Morning! Pour yourself some coffee and click these links.

This week in really cool science: People with anorexia move as if they’re their perceived size. While it’s obviously just one study, could a test like this be used as a screening tool? It gets at the cognitive side, rather than relying on the (mostly behavioral) side of determination we use now.
-Scientific American article and podcast
-Actual research article

Speaking of science, let’s talk about false positives and unreproducible results.

Also, anti-obesity campaigns and people with disordered eating. Not always a great combination.

People who need certainty are contributing to the RUIN OF SOCIETY. Basically.

Here’s a reason the world’s tumbling into ruin: if you want to be a popular pundit, it’s far better to be certain than accurate.  That’s right; more people will listen to a person who is factually wrong but confident over a guy who’s accurate but honest.

There are days I despair for the world, because our tiny monkey brains are forever seeking out shit that’s bad for them: sugar. Sex.  And certainty.  Basically, it’s a terrifying thing to think that this universe is full of so many factors that no one, literally no one, can predict what’s going to happen next with any confidence, and so we’ll happily listen to awful pundits who fill us up with the lie that yeah, someone knows, and it’s me.

* Task set *
1 - In the links post, why does the writer think a test of how people with anorexia move might be useful as a screening tool?
2 - According to the links post, what things are our "tiny monkey brains" forever seeking out that are bad for them? List all of them.

* Dataset excerpts *
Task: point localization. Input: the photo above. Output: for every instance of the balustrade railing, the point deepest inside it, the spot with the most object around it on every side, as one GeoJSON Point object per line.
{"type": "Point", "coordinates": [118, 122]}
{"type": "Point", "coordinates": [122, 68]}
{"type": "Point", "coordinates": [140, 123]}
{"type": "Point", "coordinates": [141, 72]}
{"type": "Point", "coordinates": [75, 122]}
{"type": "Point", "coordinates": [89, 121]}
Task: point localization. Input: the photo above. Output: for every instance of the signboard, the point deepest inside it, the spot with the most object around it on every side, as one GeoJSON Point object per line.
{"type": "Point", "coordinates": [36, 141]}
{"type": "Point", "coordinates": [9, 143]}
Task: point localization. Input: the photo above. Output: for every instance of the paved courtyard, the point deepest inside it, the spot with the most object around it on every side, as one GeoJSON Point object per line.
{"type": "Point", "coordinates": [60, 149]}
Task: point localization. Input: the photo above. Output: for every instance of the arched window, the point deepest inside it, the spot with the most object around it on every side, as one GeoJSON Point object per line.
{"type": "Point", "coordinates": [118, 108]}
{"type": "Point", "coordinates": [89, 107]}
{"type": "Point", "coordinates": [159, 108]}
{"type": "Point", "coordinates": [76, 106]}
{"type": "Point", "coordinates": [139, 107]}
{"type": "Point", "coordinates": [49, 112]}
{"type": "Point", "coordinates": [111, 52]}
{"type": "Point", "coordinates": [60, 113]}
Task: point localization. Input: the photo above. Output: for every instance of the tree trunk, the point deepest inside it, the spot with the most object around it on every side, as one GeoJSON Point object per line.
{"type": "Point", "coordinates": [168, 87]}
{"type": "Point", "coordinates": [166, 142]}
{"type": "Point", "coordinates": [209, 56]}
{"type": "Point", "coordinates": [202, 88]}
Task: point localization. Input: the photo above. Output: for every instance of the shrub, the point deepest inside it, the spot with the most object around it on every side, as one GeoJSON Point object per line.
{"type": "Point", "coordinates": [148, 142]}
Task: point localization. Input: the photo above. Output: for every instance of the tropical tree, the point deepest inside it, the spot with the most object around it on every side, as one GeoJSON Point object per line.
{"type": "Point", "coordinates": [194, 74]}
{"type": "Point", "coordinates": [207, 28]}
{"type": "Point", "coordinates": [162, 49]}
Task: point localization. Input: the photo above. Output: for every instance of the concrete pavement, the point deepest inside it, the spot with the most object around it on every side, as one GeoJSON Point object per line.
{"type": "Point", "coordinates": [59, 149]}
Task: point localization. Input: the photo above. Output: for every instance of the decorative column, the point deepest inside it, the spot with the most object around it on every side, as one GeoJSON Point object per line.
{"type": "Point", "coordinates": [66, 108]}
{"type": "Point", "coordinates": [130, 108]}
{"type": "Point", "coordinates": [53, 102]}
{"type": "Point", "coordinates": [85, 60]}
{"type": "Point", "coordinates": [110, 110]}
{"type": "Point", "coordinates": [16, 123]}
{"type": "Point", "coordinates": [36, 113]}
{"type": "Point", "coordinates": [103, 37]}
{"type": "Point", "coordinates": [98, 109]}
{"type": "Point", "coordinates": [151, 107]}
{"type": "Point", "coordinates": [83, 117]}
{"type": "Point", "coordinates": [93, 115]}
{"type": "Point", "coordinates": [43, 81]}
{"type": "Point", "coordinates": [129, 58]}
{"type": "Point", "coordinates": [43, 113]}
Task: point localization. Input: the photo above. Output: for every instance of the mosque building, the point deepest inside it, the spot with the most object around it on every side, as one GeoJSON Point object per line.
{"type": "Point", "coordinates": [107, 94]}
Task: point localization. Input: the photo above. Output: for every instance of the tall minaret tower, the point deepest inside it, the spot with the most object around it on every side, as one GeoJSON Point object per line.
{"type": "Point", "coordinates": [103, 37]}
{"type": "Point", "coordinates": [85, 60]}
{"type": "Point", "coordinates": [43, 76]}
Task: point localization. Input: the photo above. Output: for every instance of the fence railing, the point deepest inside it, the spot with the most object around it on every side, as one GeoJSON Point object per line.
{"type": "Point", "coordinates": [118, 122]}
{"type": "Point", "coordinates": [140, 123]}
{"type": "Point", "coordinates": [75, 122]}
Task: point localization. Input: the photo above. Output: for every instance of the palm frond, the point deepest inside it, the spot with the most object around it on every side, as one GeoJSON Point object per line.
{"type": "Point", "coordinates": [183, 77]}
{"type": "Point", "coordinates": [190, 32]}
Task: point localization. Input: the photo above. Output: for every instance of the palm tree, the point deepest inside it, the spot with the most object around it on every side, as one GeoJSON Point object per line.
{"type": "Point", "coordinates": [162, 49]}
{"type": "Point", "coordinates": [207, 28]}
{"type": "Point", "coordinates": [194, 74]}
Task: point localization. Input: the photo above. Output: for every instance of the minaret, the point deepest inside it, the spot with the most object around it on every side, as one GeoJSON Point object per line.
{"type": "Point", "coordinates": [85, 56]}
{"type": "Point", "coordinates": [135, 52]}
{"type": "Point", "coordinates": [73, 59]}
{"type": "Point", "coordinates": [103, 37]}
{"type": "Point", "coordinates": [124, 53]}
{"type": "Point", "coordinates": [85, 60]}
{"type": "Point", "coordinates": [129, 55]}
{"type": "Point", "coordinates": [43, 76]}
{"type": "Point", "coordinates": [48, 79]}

* Answers below *
1 - Such a test gets at the cognitive side of the condition, whereas current determination relies mostly on the behavioral side.

2 - Sugar, sex, and certainty.